> Provided entries

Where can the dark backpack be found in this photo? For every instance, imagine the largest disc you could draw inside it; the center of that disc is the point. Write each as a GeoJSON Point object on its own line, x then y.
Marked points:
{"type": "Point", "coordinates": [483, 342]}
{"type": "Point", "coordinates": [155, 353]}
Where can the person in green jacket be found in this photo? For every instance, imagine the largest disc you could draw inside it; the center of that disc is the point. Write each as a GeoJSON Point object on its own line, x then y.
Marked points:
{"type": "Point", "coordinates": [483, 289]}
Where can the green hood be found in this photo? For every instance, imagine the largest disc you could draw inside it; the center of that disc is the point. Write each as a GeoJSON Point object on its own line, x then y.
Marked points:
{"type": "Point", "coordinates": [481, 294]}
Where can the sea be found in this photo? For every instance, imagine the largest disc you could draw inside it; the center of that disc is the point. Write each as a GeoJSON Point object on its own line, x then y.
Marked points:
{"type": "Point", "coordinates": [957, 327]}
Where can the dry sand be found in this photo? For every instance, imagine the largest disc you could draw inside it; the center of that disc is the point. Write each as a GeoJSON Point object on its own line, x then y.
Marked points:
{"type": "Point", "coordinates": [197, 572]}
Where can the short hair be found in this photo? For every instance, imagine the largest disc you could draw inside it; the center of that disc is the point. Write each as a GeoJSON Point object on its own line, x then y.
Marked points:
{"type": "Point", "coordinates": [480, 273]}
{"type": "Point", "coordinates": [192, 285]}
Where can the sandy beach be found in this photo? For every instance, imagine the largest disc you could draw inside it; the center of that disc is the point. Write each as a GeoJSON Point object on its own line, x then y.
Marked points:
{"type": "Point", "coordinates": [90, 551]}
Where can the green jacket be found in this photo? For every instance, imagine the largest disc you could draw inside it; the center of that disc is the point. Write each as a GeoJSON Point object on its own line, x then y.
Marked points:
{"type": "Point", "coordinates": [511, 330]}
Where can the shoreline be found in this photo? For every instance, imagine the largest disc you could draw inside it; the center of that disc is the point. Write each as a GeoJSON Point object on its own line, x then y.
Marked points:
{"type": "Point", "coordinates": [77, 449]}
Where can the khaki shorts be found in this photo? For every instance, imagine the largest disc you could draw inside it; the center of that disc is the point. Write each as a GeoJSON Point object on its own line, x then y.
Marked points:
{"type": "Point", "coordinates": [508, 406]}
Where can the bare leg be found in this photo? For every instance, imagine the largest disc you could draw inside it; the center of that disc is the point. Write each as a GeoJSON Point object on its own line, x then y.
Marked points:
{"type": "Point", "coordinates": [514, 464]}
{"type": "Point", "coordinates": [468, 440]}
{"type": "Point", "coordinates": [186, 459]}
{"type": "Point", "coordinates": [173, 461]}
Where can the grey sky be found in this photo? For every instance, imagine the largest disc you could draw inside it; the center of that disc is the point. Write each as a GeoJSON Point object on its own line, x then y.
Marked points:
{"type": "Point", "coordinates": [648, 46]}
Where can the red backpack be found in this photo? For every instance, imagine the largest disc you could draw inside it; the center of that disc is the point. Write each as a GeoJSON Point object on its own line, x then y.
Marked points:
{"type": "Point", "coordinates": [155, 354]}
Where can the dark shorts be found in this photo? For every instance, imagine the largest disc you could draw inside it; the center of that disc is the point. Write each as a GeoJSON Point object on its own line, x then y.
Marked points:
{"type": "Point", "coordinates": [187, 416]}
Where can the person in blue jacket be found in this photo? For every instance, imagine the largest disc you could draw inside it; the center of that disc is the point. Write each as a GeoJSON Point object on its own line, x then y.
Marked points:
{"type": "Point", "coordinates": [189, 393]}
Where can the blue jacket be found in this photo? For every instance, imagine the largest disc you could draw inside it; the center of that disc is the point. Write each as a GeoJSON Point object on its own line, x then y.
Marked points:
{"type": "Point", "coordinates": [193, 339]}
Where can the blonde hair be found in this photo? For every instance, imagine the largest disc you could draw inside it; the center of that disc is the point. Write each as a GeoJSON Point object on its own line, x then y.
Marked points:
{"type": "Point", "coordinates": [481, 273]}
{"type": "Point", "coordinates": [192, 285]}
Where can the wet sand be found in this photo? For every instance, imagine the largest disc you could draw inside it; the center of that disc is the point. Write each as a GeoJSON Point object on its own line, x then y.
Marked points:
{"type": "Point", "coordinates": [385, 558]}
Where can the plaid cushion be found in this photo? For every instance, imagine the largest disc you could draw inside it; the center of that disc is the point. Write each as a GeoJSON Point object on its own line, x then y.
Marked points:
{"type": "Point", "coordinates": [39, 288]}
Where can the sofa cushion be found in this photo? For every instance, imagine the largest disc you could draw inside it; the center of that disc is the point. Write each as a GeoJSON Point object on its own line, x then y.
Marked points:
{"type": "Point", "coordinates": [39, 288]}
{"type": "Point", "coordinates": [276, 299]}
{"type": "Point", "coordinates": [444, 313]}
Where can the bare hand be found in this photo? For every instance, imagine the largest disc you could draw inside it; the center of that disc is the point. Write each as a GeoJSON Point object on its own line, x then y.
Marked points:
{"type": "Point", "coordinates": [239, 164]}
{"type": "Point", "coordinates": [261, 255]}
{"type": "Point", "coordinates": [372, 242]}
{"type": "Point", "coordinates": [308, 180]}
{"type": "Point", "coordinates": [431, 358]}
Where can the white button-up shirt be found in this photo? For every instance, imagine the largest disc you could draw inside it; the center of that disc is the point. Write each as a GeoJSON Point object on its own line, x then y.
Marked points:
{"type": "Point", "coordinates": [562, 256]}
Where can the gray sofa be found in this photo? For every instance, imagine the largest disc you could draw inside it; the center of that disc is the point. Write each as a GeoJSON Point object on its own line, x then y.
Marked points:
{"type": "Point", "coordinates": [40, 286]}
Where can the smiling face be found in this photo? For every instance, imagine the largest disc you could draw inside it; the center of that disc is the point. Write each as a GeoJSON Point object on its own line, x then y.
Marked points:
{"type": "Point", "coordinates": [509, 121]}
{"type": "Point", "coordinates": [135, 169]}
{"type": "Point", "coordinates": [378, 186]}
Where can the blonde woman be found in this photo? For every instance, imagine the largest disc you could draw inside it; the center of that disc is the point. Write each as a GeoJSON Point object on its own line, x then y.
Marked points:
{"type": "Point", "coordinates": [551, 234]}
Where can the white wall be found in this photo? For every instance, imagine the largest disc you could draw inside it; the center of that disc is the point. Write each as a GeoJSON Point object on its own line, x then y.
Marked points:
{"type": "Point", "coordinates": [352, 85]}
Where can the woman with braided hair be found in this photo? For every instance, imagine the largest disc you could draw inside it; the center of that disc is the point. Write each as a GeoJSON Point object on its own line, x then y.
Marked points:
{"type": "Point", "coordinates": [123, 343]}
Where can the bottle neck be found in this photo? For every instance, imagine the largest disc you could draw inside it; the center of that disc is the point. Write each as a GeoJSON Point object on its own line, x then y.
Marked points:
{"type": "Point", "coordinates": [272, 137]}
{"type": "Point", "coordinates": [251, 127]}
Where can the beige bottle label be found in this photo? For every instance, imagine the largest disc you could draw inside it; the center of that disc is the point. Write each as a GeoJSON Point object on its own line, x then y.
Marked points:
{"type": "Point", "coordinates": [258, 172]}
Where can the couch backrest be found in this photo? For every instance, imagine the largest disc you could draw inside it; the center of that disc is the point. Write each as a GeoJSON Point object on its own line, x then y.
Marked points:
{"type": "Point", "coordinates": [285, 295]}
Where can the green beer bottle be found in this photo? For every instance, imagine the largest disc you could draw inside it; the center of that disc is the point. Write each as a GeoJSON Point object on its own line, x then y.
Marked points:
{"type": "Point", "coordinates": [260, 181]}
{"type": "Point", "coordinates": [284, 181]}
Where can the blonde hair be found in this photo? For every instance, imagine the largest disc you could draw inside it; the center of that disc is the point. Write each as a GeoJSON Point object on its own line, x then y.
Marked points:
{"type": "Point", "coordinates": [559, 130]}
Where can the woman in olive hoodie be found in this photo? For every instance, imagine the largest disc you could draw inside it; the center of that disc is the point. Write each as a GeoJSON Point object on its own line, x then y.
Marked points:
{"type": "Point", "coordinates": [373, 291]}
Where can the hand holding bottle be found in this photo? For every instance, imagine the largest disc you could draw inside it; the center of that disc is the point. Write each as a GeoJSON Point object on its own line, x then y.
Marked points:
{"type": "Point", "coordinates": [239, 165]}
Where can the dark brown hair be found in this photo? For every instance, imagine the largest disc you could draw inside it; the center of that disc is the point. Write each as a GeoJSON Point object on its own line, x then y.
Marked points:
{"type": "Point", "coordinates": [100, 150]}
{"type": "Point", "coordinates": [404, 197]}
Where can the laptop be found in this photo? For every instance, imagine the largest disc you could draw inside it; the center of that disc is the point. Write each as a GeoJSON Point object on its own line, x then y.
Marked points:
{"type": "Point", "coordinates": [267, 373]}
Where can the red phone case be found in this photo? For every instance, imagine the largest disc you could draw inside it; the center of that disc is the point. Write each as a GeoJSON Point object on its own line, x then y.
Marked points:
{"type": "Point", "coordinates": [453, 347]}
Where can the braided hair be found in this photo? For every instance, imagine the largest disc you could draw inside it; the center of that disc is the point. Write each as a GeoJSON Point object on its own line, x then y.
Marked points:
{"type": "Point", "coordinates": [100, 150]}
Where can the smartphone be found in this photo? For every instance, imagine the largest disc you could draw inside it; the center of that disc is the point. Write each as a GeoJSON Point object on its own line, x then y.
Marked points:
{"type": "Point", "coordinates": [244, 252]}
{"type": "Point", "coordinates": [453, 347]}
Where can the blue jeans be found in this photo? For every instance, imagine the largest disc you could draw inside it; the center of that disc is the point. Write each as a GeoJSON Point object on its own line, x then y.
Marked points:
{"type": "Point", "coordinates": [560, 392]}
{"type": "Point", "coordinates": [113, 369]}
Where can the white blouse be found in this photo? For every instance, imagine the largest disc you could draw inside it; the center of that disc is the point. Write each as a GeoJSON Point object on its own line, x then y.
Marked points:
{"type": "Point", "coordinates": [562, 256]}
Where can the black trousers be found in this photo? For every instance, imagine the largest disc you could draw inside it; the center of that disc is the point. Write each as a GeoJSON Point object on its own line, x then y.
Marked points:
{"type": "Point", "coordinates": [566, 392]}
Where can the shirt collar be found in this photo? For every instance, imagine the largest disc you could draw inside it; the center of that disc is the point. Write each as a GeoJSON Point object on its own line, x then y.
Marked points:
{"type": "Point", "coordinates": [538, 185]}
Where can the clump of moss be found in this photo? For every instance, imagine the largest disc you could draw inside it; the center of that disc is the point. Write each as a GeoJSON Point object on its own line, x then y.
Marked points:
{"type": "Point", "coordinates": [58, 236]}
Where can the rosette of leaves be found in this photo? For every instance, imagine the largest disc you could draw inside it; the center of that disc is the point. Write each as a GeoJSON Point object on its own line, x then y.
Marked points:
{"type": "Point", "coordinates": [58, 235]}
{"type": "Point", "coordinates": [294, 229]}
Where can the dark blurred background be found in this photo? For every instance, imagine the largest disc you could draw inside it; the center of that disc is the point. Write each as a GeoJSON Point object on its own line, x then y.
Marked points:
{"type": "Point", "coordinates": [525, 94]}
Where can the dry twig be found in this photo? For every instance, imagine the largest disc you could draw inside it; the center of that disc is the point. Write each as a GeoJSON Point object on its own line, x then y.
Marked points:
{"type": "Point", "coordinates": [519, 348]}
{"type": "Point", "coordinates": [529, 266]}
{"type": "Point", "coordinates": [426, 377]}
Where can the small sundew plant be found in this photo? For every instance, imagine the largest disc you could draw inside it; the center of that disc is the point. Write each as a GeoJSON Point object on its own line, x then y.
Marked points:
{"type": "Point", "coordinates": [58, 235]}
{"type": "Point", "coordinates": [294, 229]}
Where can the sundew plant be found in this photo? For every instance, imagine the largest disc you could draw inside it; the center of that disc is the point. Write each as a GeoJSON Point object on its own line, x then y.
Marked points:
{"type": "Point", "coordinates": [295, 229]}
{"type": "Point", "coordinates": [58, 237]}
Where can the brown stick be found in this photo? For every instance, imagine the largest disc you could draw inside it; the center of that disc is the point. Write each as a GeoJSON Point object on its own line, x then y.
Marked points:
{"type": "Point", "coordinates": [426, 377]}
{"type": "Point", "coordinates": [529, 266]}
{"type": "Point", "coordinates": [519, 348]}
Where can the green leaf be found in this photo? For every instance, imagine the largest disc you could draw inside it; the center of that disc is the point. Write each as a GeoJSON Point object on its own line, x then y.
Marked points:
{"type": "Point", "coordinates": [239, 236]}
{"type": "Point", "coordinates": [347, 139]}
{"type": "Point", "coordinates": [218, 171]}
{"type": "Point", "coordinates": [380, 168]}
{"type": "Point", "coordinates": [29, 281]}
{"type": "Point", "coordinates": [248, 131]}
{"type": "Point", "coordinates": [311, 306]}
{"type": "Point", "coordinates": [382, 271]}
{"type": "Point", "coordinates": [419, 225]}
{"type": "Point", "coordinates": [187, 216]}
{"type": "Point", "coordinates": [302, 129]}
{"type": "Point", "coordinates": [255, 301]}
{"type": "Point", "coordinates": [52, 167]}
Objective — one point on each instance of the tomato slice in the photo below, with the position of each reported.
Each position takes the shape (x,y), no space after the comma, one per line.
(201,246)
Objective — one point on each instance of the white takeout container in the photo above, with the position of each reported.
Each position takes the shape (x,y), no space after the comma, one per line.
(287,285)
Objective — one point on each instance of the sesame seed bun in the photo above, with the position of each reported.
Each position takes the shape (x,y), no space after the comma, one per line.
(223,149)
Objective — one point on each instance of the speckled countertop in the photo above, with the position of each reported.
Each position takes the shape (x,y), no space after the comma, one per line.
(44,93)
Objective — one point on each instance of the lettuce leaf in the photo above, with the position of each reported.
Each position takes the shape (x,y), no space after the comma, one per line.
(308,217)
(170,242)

> Written task
Quote, without any change, each line from the one that contains "Objective — one point on each instance of the sesame" through the end of the material.

> Full output
Objective — one point on each instance of the sesame seed bun in the photo above, with the position of each reported.
Each position takes the shape (x,y), no space after the comma, one per line.
(223,149)
Objective — one point on each instance of the speckled countertop in the photo above, with the position of each reported.
Each position takes the shape (x,y), no space after the comma, one per line.
(44,93)
Objective — one point on each instance of the lettuce leaf in the photo above, with the position of each reported.
Each position takes the shape (x,y), no space after the comma, one per line.
(308,217)
(170,242)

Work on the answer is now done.